**SOURCE EXTRACT**

Combine vector search with full-text search and field filtering for hybrid search - AnalyticDB

AnalyticDB for PostgreSQL vector databases support hybrid search, which combines structured field filtering, semi-structured field filtering, and two-way retrieval based on vector search and full-text search. This topic applies to V6.0 and V7.0. For V7.0-specific guidance, see Two-way retrieval based on vector search and full-text search in V7.0.

When to use hybrid search

Choose the retrieval method based on your query characteristics:

Method	Best for	Example scenario
Vector search only	Semantic similarity — intent matters more than exact keywords	Finding conceptually related documents
Full-text search only	Exact keyword matching — specific terms must appear	Searching for a specific error message or product code
Vector search + structured filtering	Semantic similarity within a filtered dataset	Finding similar products within a price range
Two-way retrieval (vector + full-text)	Queries where both meaning and exact keywords matter, or when embedding quality is inconsistent	RAG pipelines, e-commerce search, mixed-query workloads

Use two-way retrieval when vector search alone does not achieve the recall rate you need — for example, when embedding models produce poor representations for certain query types, or when your corpus contains keyword-critical terms that must appear verbatim.

How hybrid search works

Approximate nearest neighbor search (ANNS) vector indexes handle only unstructured data. In production environments, you often need to search structured and unstructured data together — for example, finding whether a person appears in a specific location within a time window, where the time range and location are structured data and face images are unstructured.

Most hybrid search implementations store structured data in a database and unstructured data in a vector search system, then intersect results from both. To prevent vector search from returning too few rows after structured filtering, they over-fetch by an amplification factor before applying filters — but high-selectivity filters can still eliminate enough results to fall short of the required top-K count.

AnalyticDB for PostgreSQL takes a different approach: it integrates the FastANN vector search engine directly as an index extension and uses the ranked-biased overlap (RBO) cost estimation rules of the optimizer to generate execution plans that search structured and unstructured data together.

Execution plan categories

Based on whether indexed structured condition columns exist and how selective those conditions are, AnalyticDB for PostgreSQL selects one of three execution plans.

The following example uses a product table to demonstrate all three plans.

Create the table and indexes:

CREATE TABLE products (
    id serial primary key,
    name varchar(256),
    price real,
    inTime timestamp,
    url varchar(256),
    feature real[]
);

-- Set the storage mode of the vector column to PLAIN.
ALTER TABLE products ALTER COLUMN feature SET STORAGE PLAIN;

-- Create a B-tree index for structured columns.
CREATE INDEX ON products(price, intime);

-- Create a vector index for the vector column.

**SET PROBLEM 1**
Which versions of AnalyticDB for PostgreSQL does the AnalyticDB page say its topic applies to?
**SET PROBLEM 2**
Transcribe the passage of the AnalyticDB page between "The following example" and "column to PLAIN.", inclusive.
The lines that follow have no connection to the AnalyticDB page.

**COLLECTED DATA**

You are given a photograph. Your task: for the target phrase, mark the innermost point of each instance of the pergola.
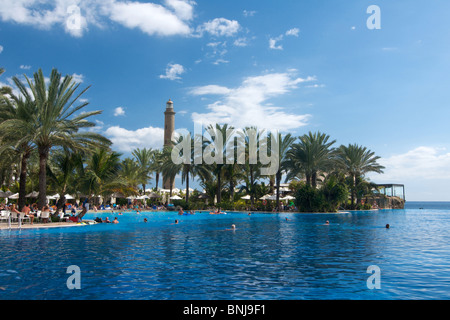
(392, 190)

**COMPLETE RESPONSE 1**
V6.0 and V7.0.

**COMPLETE RESPONSE 2**
The following example uses a product table to demonstrate all three plans.

Create the table and indexes:

CREATE TABLE products (
    id serial primary key,
    name varchar(256),
    price real,
    inTime timestamp,
    url varchar(256),
    feature real[]
);

-- Set the storage mode of the vector column to PLAIN.